OBJECTIVE — Format every line of the items below as a JSON list of strings, one string per line. Skip blank lines and leave the pictures out.

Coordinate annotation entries
==============================

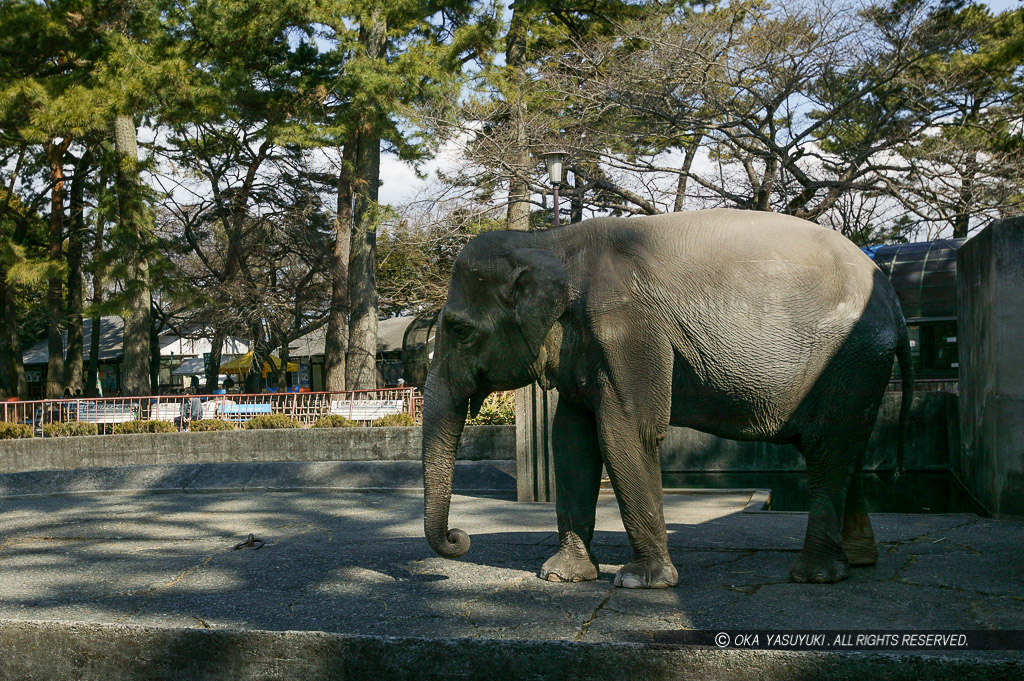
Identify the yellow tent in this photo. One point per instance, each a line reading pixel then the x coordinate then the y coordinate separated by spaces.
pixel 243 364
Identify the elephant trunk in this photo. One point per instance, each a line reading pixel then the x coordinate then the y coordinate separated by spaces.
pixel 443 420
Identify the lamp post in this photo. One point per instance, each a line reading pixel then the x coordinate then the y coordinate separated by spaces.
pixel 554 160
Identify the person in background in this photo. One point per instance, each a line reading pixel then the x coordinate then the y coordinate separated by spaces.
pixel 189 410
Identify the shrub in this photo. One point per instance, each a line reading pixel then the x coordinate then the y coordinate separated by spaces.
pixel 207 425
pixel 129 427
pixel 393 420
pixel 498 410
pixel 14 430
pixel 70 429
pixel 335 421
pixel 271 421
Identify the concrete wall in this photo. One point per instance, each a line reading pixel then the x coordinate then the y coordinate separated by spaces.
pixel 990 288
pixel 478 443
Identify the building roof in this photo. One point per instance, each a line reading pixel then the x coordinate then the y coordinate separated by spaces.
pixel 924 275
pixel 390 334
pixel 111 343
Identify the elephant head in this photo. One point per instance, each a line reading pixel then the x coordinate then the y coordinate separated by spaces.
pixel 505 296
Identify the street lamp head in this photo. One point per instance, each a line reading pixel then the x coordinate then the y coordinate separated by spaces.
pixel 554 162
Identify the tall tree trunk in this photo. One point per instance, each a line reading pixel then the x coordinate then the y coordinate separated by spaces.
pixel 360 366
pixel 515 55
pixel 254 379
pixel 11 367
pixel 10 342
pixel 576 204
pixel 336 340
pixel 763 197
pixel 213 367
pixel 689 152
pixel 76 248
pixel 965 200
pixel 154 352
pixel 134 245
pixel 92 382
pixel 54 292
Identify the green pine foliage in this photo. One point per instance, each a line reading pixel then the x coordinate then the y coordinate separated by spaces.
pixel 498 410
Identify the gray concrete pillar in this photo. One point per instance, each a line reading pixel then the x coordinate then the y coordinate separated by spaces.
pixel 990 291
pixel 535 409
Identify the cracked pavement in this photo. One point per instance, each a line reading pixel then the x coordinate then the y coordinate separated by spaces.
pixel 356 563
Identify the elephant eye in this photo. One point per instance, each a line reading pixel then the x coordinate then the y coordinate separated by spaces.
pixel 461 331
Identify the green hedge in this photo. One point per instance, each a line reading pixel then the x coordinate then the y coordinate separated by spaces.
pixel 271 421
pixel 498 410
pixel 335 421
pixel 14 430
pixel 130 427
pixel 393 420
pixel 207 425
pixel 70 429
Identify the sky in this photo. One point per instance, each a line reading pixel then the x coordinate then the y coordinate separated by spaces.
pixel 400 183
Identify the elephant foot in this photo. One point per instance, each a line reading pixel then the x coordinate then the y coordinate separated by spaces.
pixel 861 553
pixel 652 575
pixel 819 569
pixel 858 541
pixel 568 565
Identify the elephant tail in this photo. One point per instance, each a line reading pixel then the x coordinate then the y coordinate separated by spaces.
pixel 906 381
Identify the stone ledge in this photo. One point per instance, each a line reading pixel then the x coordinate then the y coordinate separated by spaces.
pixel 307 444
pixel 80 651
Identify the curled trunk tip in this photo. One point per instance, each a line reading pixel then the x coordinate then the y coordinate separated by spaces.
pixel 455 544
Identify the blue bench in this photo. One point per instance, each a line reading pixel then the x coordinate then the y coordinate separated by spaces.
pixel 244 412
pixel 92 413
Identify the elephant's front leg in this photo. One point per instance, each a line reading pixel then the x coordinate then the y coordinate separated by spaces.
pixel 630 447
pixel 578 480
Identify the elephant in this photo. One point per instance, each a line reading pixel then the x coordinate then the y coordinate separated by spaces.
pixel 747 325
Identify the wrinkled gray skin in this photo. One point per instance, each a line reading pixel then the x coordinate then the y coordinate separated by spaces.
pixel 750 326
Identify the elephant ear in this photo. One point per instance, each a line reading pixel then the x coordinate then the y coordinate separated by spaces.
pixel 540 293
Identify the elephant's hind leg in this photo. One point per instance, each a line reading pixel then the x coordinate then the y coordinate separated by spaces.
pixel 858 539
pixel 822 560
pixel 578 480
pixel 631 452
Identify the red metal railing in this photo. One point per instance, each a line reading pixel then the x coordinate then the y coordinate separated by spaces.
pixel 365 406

==============================

FINAL RESULT —
[
  "Identify the yellow tent in this photo. One point per instance, each a line reading pixel then the x coordinate then the y coordinate separated by spaces.",
  "pixel 243 364",
  "Identify the elephant trunk in this photo. One point per instance, each a line reading pixel then the x coordinate then the y coordinate separated by spaces.",
  "pixel 443 420",
  "Identify the lamp post in this photo. One point per instance, each a line reading pixel then the x coordinate then the y coordinate separated by spaces.",
  "pixel 554 160",
  "Identify the person in background in this photo. One point per instance, each a line reading pixel then the x coordinate then the y coordinate separated by spaces.",
  "pixel 189 410",
  "Identify the shrub in this photo. One point per instance, each a line reading pixel then the x coordinate then the y coordinate separated by spaces.",
  "pixel 207 425",
  "pixel 129 427",
  "pixel 393 420",
  "pixel 498 410",
  "pixel 14 430",
  "pixel 70 429",
  "pixel 335 421",
  "pixel 271 421",
  "Identify the concrete wall in this photo. One point per instance, each a line reading pixel then the x coordinate then the y coordinate separated by spaces.",
  "pixel 990 288",
  "pixel 478 443",
  "Identify the building roof in this photo. One point per instance, each a line reading pixel then the x coordinate then the y coordinate separated by spaces.",
  "pixel 924 275",
  "pixel 390 334",
  "pixel 111 343",
  "Identify the elephant head in this photo. One point per instance, each a line reading pixel then the x coordinate then the y coordinate separated by spaces.",
  "pixel 505 296",
  "Identify the street lamp head in this photo. One point per instance, each a line reading pixel then the x coordinate then the y coordinate separated by spaces.",
  "pixel 554 162",
  "Identify the tall tree trunk in this photo. One point per instance, each a line reading pixel then the x coordinate then the y coordinate separated by spaces.",
  "pixel 360 366",
  "pixel 515 55",
  "pixel 254 379",
  "pixel 11 367",
  "pixel 10 342",
  "pixel 576 204",
  "pixel 336 340",
  "pixel 763 197",
  "pixel 213 367",
  "pixel 689 152",
  "pixel 76 248",
  "pixel 965 200",
  "pixel 154 352",
  "pixel 134 245",
  "pixel 92 382",
  "pixel 54 292",
  "Identify the green pine foliage in this photo. One point per instance, each a line reading pixel then the x coordinate then the y coordinate separated by spaces.",
  "pixel 498 410",
  "Identify the gray concrete pillar in this photo. One point per instance, each a line reading pixel then the x coordinate then the y coordinate separated by spaces.",
  "pixel 990 291",
  "pixel 535 409",
  "Identify the cracked pavement in this photo. One point per instance, each a line reading pixel then the x coordinate then the y coordinate separated by spaces.",
  "pixel 356 563",
  "Identify the elephant eye in this photo. One point per instance, each a line reading pixel then the x coordinate then the y coordinate separated by spaces.",
  "pixel 461 331",
  "Identify the green hedge in this photo. One point per instance, each a line reading pixel then the x coordinate then the y coordinate separated by spaces.",
  "pixel 271 421",
  "pixel 498 410",
  "pixel 335 421",
  "pixel 14 430",
  "pixel 130 427",
  "pixel 393 420",
  "pixel 207 425",
  "pixel 70 429",
  "Identify the sky in this photo. One point per instance, each a line reading pixel then the x coordinate then the y coordinate separated by spaces.",
  "pixel 400 183",
  "Identify the elephant foot in this photo. One point per instance, each a line reading pixel then the x coordinate then the y coordinate separated by spaces.",
  "pixel 861 553",
  "pixel 652 575",
  "pixel 819 569",
  "pixel 858 541",
  "pixel 568 565",
  "Identify the elephant tail in this photo. One point per instance, each a line reading pixel then the x coordinate then the y coordinate separated by spaces.",
  "pixel 906 381",
  "Identify the stone ledge in this photo. One point per instance, each a line reading pixel then the x coordinate then the y coordinate separated by spaces.",
  "pixel 307 444",
  "pixel 80 651",
  "Identify the curled trunk tip in this photo. One point per instance, each a line reading pixel then the x coordinate then the y coordinate separated by spaces.",
  "pixel 455 544",
  "Identify the blue bench in this photo. One point per instance, each a line reading pixel then the x coordinate then the y coordinate separated by spaces.",
  "pixel 244 412",
  "pixel 92 413",
  "Identify the elephant's front leg in this photo. One point per instance, each a line reading pixel then the x coordinate then the y coordinate separated by spaces.",
  "pixel 630 447",
  "pixel 578 480",
  "Identify the elephant in this photo. One point per instance, each a line reading pixel then the x coordinate then the y coordinate separated by spaces.",
  "pixel 747 325",
  "Identify the wrinkled gray skin in this photo. One point per instance, each a line reading pixel then the x coordinate then the y coordinate separated by spaces.",
  "pixel 750 326",
  "Identify the elephant ear in this photo. One point per instance, each a line reading pixel then the x coordinate then the y coordinate separated by spaces.",
  "pixel 540 293",
  "Identify the elephant's hind leg in this photo. One point per instance, each a line reading pixel then the x coordinate then the y coordinate separated by spaces.",
  "pixel 858 539",
  "pixel 822 560",
  "pixel 578 480",
  "pixel 631 452",
  "Identify the red metal railing in this photo. One point per instance, each a line reading pixel then the x coordinate then the y coordinate separated by spaces.",
  "pixel 365 406"
]